**Task directions**
Update the data below by changing every "even-odd" to "nonzero" and leaving all other text as it is.

Data items
----------------------------------------
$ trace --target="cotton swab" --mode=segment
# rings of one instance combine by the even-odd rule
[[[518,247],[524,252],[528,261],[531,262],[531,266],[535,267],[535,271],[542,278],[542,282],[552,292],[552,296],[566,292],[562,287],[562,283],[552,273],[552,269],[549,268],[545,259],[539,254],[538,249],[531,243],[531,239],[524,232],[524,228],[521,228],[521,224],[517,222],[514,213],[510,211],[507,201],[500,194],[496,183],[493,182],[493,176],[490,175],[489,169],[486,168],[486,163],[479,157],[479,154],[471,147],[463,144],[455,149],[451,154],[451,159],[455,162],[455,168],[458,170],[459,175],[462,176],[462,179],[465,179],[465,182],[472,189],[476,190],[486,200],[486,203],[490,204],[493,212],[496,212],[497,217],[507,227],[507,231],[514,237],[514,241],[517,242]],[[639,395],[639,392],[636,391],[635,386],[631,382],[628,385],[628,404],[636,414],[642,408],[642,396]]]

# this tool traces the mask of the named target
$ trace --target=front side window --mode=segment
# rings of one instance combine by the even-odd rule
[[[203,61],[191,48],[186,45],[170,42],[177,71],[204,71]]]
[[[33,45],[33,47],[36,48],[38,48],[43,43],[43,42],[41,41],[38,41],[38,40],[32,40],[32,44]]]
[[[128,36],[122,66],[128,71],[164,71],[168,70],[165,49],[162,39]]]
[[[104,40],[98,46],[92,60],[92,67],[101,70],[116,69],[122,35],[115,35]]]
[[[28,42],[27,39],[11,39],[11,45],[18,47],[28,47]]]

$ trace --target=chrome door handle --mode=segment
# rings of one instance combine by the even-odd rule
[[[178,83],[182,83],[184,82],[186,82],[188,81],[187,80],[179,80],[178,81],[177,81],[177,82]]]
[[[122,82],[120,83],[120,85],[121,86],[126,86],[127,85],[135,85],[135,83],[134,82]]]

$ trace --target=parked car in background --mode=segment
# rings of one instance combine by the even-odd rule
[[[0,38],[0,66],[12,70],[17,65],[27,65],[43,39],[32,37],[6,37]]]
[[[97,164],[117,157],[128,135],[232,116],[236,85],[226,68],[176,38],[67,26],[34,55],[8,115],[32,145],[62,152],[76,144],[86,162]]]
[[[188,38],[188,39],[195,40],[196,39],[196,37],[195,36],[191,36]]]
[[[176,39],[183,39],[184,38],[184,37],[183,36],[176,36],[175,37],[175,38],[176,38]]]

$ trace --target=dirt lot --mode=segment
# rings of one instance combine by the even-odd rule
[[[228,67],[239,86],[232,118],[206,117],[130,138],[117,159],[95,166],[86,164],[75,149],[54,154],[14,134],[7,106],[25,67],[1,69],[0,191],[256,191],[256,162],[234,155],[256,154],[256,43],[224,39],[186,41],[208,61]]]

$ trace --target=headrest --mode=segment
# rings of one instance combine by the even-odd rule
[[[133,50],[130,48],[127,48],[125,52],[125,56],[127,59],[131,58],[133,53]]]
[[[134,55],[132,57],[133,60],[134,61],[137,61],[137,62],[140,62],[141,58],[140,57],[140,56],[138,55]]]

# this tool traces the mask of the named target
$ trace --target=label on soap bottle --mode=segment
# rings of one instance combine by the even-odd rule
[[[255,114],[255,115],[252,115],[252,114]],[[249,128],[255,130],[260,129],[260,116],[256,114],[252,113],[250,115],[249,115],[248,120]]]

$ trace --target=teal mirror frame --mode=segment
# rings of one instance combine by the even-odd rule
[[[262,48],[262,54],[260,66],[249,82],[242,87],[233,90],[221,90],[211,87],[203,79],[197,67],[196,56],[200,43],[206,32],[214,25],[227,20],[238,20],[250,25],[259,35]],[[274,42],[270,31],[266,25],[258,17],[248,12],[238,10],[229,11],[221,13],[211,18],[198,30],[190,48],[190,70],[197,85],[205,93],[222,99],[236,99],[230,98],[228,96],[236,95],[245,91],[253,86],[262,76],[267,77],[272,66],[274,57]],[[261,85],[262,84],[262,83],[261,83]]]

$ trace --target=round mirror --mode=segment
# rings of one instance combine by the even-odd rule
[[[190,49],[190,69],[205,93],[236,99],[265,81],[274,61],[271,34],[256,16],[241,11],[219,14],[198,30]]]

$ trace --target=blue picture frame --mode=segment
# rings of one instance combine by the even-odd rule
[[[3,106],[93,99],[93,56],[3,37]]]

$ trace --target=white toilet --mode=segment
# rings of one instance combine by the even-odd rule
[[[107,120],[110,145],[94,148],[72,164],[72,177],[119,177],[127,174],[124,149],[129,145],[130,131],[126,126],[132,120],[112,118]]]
----------------------------------------
**Answer in full**
$ trace --target="cotton swab" --mode=segment
# rings of one instance combine by the nonzero rule
[[[518,247],[524,252],[528,261],[531,262],[531,266],[535,267],[535,271],[542,278],[542,282],[552,292],[552,296],[566,292],[562,287],[562,283],[552,273],[552,269],[549,268],[545,259],[539,254],[538,249],[531,243],[531,239],[524,232],[524,228],[521,228],[521,224],[517,222],[514,213],[510,211],[507,201],[500,194],[496,183],[493,182],[493,176],[490,175],[489,169],[486,168],[486,163],[479,157],[479,154],[471,147],[463,144],[455,149],[451,154],[451,159],[455,162],[455,168],[458,170],[459,175],[462,176],[462,179],[465,179],[465,182],[472,189],[476,190],[486,200],[486,203],[490,204],[493,212],[496,212],[497,217],[507,227],[507,231],[514,237],[514,241],[517,242]],[[639,395],[639,392],[636,391],[635,386],[631,382],[628,385],[628,404],[636,414],[642,408],[642,396]]]

# this tool traces the mask of the named target
$ trace --target=front side window --mode=segment
# rings of one instance combine by the nonzero rule
[[[203,61],[191,48],[186,45],[170,42],[177,71],[204,71]]]
[[[33,45],[33,47],[36,48],[38,48],[43,43],[43,42],[41,41],[38,41],[38,40],[32,40],[32,44]]]
[[[128,36],[122,66],[128,71],[164,71],[168,70],[165,49],[162,39]]]
[[[104,40],[98,46],[92,60],[92,67],[101,70],[116,69],[122,35],[115,35]]]
[[[28,42],[27,39],[11,39],[11,45],[18,47],[28,47]]]

$ trace --target=chrome door handle --mode=segment
# rings of one instance combine by the nonzero rule
[[[178,83],[182,83],[184,82],[186,82],[188,81],[187,80],[179,80],[178,81],[177,81],[177,82]]]
[[[122,82],[120,83],[120,85],[121,86],[126,86],[127,85],[135,85],[135,83],[134,82]]]

$ trace --target=parked car in background --mode=segment
# rings of one instance combine by the nonzero rule
[[[0,38],[0,66],[12,70],[17,65],[27,65],[43,39],[32,37],[6,37]]]
[[[97,164],[117,157],[128,135],[232,116],[236,85],[226,68],[176,38],[67,26],[34,55],[8,115],[32,145],[62,152],[76,144],[86,162]]]
[[[188,38],[188,39],[195,40],[196,39],[196,37],[195,36],[191,36]]]
[[[176,39],[183,39],[184,38],[184,37],[183,36],[176,36],[175,37],[175,38],[176,38]]]

$ trace --target=dirt lot --mode=segment
# rings of one instance combine by the nonzero rule
[[[228,67],[239,86],[232,118],[206,117],[130,138],[117,159],[95,166],[86,164],[75,149],[54,154],[14,134],[7,106],[25,67],[1,69],[0,191],[256,191],[256,162],[234,155],[256,154],[256,43],[224,39],[186,41],[208,61]]]

$ trace --target=headrest --mode=segment
# rings of one instance combine by the nonzero rule
[[[133,50],[130,48],[127,48],[125,52],[125,56],[127,59],[131,58],[133,53]]]
[[[134,55],[132,57],[133,60],[134,61],[137,61],[137,62],[140,62],[141,58],[140,57],[140,56],[138,55]]]

# this tool traces the mask of the named target
$ trace --target=label on soap bottle --mode=segment
# rings of one instance combine by the nonzero rule
[[[255,114],[255,115],[252,115],[252,114]],[[249,128],[255,130],[260,129],[260,116],[256,114],[252,113],[250,115],[249,115],[248,120]]]

$ trace --target=teal mirror frame --mode=segment
# rings of one instance combine by the nonzero rule
[[[262,48],[262,54],[260,66],[249,82],[242,87],[233,90],[221,90],[211,87],[203,79],[197,67],[196,56],[200,43],[206,32],[214,25],[227,20],[238,20],[250,25],[259,35]],[[274,42],[270,31],[266,25],[258,17],[248,12],[238,10],[229,11],[221,13],[211,18],[198,30],[190,48],[190,70],[197,85],[205,93],[222,99],[236,99],[230,98],[228,96],[236,95],[245,91],[253,86],[262,76],[267,77],[272,66],[274,57]],[[261,85],[262,84],[262,83],[261,83]]]

$ trace --target=round mirror --mode=segment
# rings of one instance combine by the nonzero rule
[[[190,49],[190,69],[205,93],[236,99],[265,81],[274,61],[271,34],[256,16],[241,11],[219,14],[198,30]]]

$ trace --target=blue picture frame --mode=segment
# rings of one instance combine by the nonzero rule
[[[3,106],[93,99],[93,56],[3,37]]]

$ trace --target=white toilet --mode=segment
# rings of one instance combine by the nonzero rule
[[[107,120],[110,145],[94,148],[72,164],[72,177],[119,177],[127,174],[124,149],[129,145],[130,131],[126,126],[132,120],[112,118]]]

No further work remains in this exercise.